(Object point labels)
-------------------------
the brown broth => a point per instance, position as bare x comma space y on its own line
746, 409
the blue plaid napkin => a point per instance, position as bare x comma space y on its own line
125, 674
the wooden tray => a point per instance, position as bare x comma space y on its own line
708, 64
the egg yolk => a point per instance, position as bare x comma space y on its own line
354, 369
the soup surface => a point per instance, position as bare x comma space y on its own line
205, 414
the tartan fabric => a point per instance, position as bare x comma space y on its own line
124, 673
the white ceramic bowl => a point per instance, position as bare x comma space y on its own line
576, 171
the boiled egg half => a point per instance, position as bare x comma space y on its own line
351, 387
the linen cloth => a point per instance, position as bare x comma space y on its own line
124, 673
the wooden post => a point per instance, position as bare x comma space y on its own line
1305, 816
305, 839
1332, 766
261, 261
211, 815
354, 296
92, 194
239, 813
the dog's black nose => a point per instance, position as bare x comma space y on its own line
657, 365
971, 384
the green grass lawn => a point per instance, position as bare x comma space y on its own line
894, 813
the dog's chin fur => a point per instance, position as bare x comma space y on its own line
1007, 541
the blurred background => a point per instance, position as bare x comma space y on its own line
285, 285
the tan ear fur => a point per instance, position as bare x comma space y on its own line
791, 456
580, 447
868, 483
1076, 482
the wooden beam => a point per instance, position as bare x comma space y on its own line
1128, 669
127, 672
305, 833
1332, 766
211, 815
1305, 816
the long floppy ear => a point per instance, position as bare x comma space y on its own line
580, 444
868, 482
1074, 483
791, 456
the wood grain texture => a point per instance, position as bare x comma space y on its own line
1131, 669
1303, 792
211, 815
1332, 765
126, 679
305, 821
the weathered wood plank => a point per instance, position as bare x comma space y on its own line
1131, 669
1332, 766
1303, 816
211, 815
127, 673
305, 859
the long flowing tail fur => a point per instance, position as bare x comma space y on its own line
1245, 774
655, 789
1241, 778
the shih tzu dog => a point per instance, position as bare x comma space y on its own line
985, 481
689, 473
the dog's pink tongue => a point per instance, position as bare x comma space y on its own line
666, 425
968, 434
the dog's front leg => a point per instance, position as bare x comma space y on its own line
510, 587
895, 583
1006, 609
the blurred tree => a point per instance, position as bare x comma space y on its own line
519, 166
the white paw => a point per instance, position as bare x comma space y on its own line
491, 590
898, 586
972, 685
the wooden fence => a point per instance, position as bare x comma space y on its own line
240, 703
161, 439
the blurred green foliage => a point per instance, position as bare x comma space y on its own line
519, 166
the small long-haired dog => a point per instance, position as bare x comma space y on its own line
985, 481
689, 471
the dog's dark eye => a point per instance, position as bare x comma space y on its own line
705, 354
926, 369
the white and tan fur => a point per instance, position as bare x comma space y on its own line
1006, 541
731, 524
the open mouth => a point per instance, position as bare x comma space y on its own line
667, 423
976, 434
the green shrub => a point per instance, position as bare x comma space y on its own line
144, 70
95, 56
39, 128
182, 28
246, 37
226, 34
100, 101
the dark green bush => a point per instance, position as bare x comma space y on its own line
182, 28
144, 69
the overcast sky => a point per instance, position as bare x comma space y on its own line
-------------------------
= JOB =
Copy every record above exactly as it appears.

= REPLY TO THE TASK =
the brown broth => a point per instance, position as bare x comma space y on its own line
746, 409
the blue plaid napkin => a point per instance, position as bare x comma space y on its own line
125, 674
the wooden tray => a point per instance, position as bare x comma space y on its own line
708, 64
the egg yolk => a point per instance, position as bare x comma space y on its own line
354, 369
the soup surface => a point per instance, position as bare x comma space y on its own line
205, 414
the tartan fabric => a point per instance, position as bare x comma space y on its own line
124, 673
the white ceramic bowl => a point per instance, position as bare x comma space y on its own line
576, 171
the boiled egg half => a point per instance, position as bare x comma space y on its own line
351, 387
the linen cloth => a point per instance, position as bare x comma space y on its own line
124, 673
the wooden post => a point per instance, position as bare x comma space y on its own line
1305, 816
305, 839
1332, 766
261, 261
211, 815
354, 296
92, 194
239, 813
the dog's black nose => a point per instance, position as bare x comma space y on its own line
657, 365
971, 384
the green grass lawn => a point per instance, position as bare x comma space y on its own line
894, 813
the dog's chin fur => a point per instance, position as bare x comma space y on its own line
1007, 541
the blurred background => a point per instance, position as bare x comma space y on its own line
285, 285
the tan ear fur => a point per instance, position as bare x comma space y on its own line
791, 456
580, 447
868, 483
1076, 482
the wooden beam => a point per instance, position as bare x comma space y on its own line
1128, 669
127, 672
305, 833
1332, 766
211, 815
1305, 816
the long floppy ear => a point per instance, position as bare x comma space y on its own line
580, 444
868, 482
1074, 483
791, 456
the wood grain texture => a point per instance, position as bare x comma space y on its own line
1131, 669
1303, 792
211, 815
1332, 765
126, 679
305, 821
the weathered wood plank => a point per instance, position as bare x comma space y on its own line
1131, 669
1332, 766
1303, 816
211, 815
127, 673
305, 859
the long flowing tail fur => a point per instance, position as bare x comma space y on its own line
1245, 774
655, 789
1241, 778
the shih tzu dog => a point per instance, position as bare x comma space y on its own line
985, 481
689, 473
the dog's pink tongue => a point per instance, position as bare x comma space y on its own line
666, 425
968, 434
the dog's front leg => a point per instance, position as bare x comma space y on its own line
510, 587
895, 583
1006, 609
the blurred tree => a point per instance, position as bare x comma space y on its own line
519, 166
the white paw => a point per instance, position as bare x comma space y on its own line
491, 590
898, 586
972, 685
the wooden fence => a point per instance, position as bare x comma space y on its own line
240, 703
161, 439
the blurred green foliage => a point per instance, position as bare x comma space y on its own line
519, 166
the small long-haired dog => a point per instance, position as bare x comma space y on its own line
985, 481
689, 471
the dog's dark eye => a point per instance, position as bare x comma space y on its own line
705, 354
926, 369
the white and tan fur => a point per instance, position as bare x comma space y on its own line
1006, 541
731, 524
the open mouth => a point per instance, position as bare x comma space y on its own line
667, 423
976, 434
the green shrub => a point per instance, position as bare x comma space y on its own line
144, 70
95, 56
39, 128
182, 28
246, 37
226, 34
100, 101
the dark green bush => a point per instance, position as bare x comma space y on its own line
182, 28
144, 69
the overcast sky => a point per instance, position as bare x comma space y on its own line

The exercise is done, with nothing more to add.